[START Task material]

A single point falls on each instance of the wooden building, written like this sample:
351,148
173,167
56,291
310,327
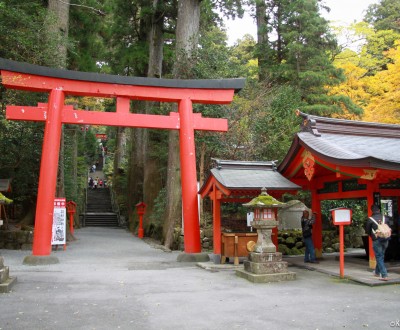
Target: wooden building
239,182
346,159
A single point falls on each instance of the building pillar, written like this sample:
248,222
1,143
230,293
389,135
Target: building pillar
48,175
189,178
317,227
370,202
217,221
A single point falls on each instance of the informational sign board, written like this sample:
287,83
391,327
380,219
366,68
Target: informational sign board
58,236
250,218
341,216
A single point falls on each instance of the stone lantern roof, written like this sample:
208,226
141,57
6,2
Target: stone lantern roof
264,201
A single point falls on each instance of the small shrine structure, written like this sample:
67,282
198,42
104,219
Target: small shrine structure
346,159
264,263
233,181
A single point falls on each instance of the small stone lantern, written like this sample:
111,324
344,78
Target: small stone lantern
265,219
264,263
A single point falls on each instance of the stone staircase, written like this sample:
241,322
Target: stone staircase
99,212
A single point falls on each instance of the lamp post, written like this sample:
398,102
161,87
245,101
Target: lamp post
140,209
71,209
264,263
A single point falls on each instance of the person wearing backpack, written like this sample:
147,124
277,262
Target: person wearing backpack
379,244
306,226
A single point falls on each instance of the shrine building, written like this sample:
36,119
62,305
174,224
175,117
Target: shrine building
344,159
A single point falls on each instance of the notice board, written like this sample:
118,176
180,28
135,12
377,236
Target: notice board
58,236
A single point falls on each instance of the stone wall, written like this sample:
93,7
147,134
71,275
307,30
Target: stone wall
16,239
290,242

[END Task material]

> [Written instruction]
Return, word for word, the lines of the material from the one holding "A single point falls on each instance of the shrine" through the end of the material, both ends included.

> [Finished exercise]
A single point falls on each instance of the shrine building, written like this sample:
36,119
62,305
174,224
175,117
Target: shrine building
344,159
A single point falls on each instance of the notice board, written like this sample:
118,176
180,28
135,12
377,236
Target: notice board
58,236
A single point falls on each instance of the stone wall, written like this sample:
93,7
147,134
71,275
307,30
Target: stone wall
16,239
290,242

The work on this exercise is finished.